[Task to complete] Output every line of the rows below as a Markdown table with the columns "Line No." and "Line," omitting blank lines and leaving the pictures out.

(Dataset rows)

________________

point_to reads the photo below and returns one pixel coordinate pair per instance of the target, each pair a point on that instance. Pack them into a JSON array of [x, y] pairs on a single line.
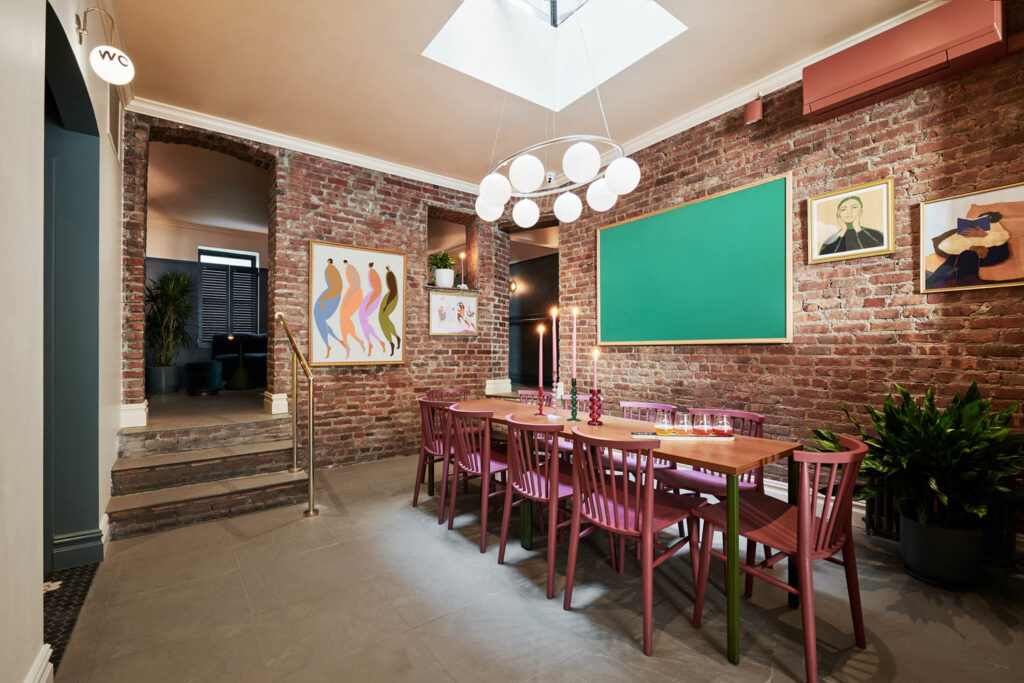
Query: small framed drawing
[[453, 314], [973, 241], [853, 222]]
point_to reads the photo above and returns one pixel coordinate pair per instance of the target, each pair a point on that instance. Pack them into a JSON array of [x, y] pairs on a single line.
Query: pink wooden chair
[[528, 397], [644, 412], [826, 479], [452, 395], [629, 505], [434, 446], [474, 458], [537, 473]]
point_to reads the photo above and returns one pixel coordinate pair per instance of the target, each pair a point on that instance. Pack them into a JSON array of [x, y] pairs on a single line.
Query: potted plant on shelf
[[441, 263], [944, 469], [170, 301]]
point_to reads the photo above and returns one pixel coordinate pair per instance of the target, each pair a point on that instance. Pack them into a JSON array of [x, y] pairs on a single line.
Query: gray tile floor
[[374, 590]]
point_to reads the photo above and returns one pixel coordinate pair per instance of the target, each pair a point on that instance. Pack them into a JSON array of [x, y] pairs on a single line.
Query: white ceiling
[[350, 75]]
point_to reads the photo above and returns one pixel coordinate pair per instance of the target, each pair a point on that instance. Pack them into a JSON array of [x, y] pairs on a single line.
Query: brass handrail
[[299, 360]]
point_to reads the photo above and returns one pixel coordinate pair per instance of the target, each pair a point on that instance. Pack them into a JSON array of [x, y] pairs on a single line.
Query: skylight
[[501, 42]]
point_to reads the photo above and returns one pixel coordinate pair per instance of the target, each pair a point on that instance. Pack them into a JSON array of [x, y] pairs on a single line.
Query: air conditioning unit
[[938, 44]]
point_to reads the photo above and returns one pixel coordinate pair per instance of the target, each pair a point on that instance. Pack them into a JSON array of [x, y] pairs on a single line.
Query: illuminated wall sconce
[[754, 111], [111, 63]]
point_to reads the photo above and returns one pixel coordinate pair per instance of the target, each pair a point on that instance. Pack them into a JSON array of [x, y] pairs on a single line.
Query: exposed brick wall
[[363, 412], [859, 325]]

________________

[Exercise response]
| Line No. | Line |
|---|---|
| 1 | point_to reads the photo below and returns one pixel coordinate pair per instance of the target, each pair a point on that instance. Pack them into a JSON array of [x, y] pairs on a single line. |
| 2 | Query: small framed drawing |
| 3 | [[453, 314], [973, 241], [853, 222]] |
| 4 | point_to reads the photo above and returns one pixel coordinate pair per instance of the target, each pair a point on that instance. Pack them into a JSON array of [x, y] pairs on a single line. |
| 5 | Query: pink wooden chair |
| 6 | [[528, 397], [644, 412], [826, 479], [452, 395], [629, 505], [434, 446], [474, 458], [537, 473]] |
| 7 | point_to reads the photo above and returns one pixel coordinate pair per instance of the target, each pair a point on that instance. Pack them into a JSON array of [x, y] pairs on a single line. |
| 8 | Query: potted plant on shelf |
| 9 | [[441, 263], [944, 469], [170, 301]] |
| 10 | point_to reads the photo above and returns one pixel coordinate pair per instance of the target, each pair a point on that instance. Pack them into a JSON array of [x, y] pairs on a single line. |
| 11 | Query: gray tile floor |
| 12 | [[374, 590]] |
| 13 | point_to reads the photo above and returns one pixel coordinate pair per instance of the target, each pair a point on that instance. Pack them into a JSON array of [x, y] pairs on a single line. |
| 14 | Query: white ceiling |
| 15 | [[350, 75]] |
| 16 | point_to reads the photo above and returns one pixel coordinate pair per instance of the target, each pair a point on that instance. Pack them into a JSON array of [x, y] pairs on a single line. |
| 17 | Query: brass handrail |
| 18 | [[299, 360]] |
| 19 | point_to reads the photo above and returns one pixel coordinate pair per instance of the target, each pair a point on that instance. Pack them into a JSON array of [x, y] pairs on a single line. |
| 20 | Query: skylight |
| 21 | [[501, 42]] |
| 22 | point_to reads the photo above and returns one pixel coordinate pair per instance of the target, each pair a point on that instance. Pack them into a JSON array of [x, y] pairs on a single line. |
| 23 | Query: air conditioning unit |
| 24 | [[938, 44]] |
| 25 | point_to reads the photo above and returns one pixel coordinate pair per instance of the target, each pair a point on that instance. Pack them into a JSON array of [x, y] pairs on a single line. |
| 26 | Query: illuminated wall sconce |
| 27 | [[754, 111], [111, 63]] |
| 28 | point_to reads the photo above and returns one pixel coordinate pair per instance of the target, each pair a point on that instance. Pack them into a JSON array of [x, y] pairs on a single line. |
| 29 | Query: exposed brick wall |
| 30 | [[363, 412], [859, 325]] |